# What is asked:
In the PostHog thread below, what is said to cause the Nones in pageviews?

For posthog.com pageviews, the proportion of Nones is very small

-> small in this case being about 5% of traffic, which is too much, especially since we know posthog.com has the latest JS library installed and a proper PostHog setup.

It looks like the Nones are caused by events coming through before /decide is resolved. We verified this by adding an arbitrary delay to the /decide handler and saw events sent from the client before the network request resolved.

Because of this, the first few events in a session may have out-of-date flags, or no flags at all if it's a first-time user with no flags persisted in LocalStorage. My proposal to fix this was to add a queue for captured events and send them only after /decide resolves (or times out), but a naive implementation of such a queue would undo the work of PostHog/posthog-js#295.

So, we need to get smarter about this — unless we have a better idea, I'll implement a queue but also post all queued events immediately if the user navigates away from the page (using the onbeforeunload handler).

mariusandra · 2021-10-05T09:19:44Z

We actually have code in the backend, which adds the $active_feature_flags and $feature/* properties, but only if no $active_feature_flags is found.

# Excerpts of pointing data:

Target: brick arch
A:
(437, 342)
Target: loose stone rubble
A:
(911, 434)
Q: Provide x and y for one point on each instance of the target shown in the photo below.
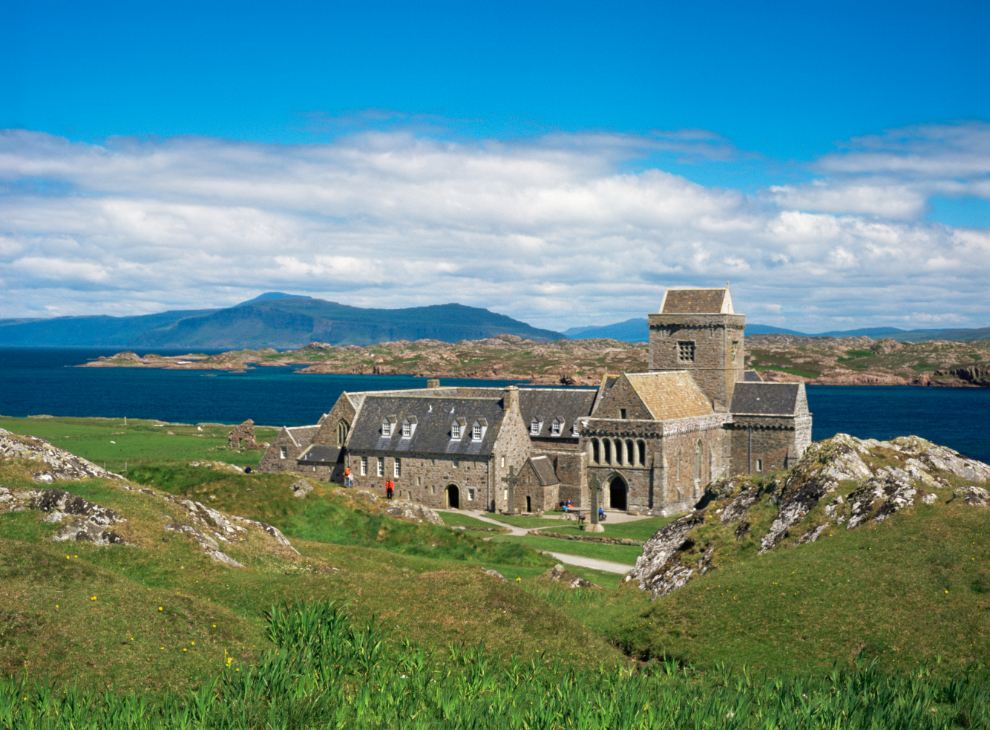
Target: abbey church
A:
==
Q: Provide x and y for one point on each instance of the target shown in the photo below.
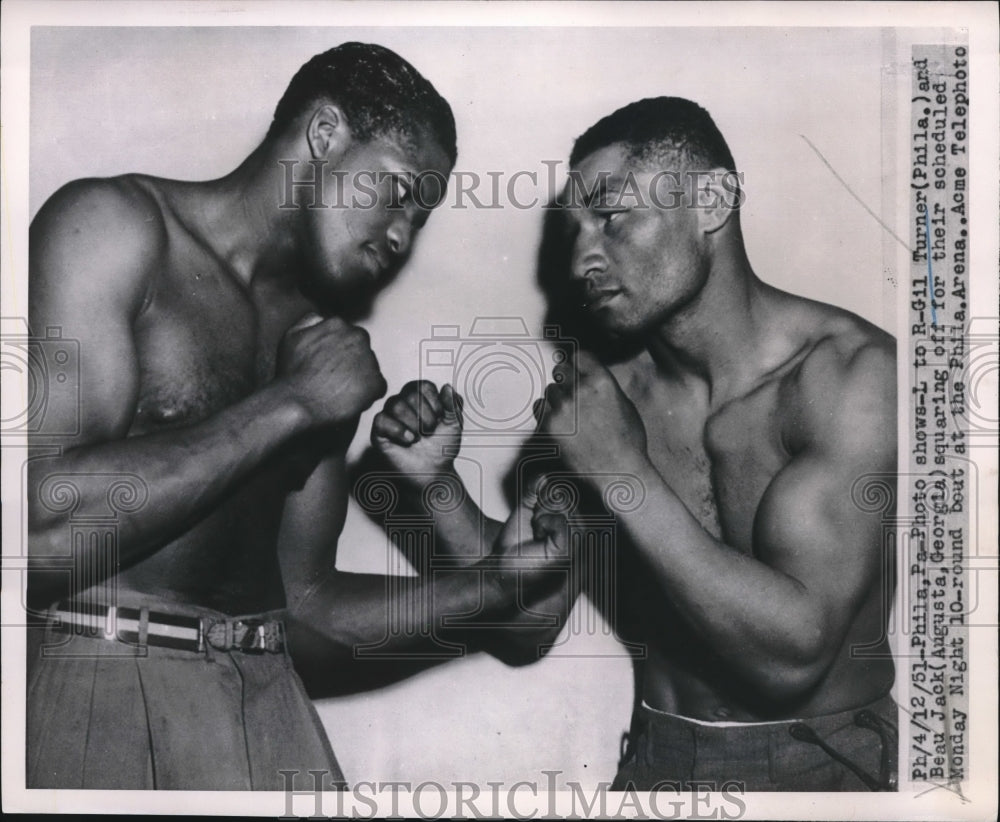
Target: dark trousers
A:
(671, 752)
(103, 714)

# The output:
Events are coming through before /decide is resolved.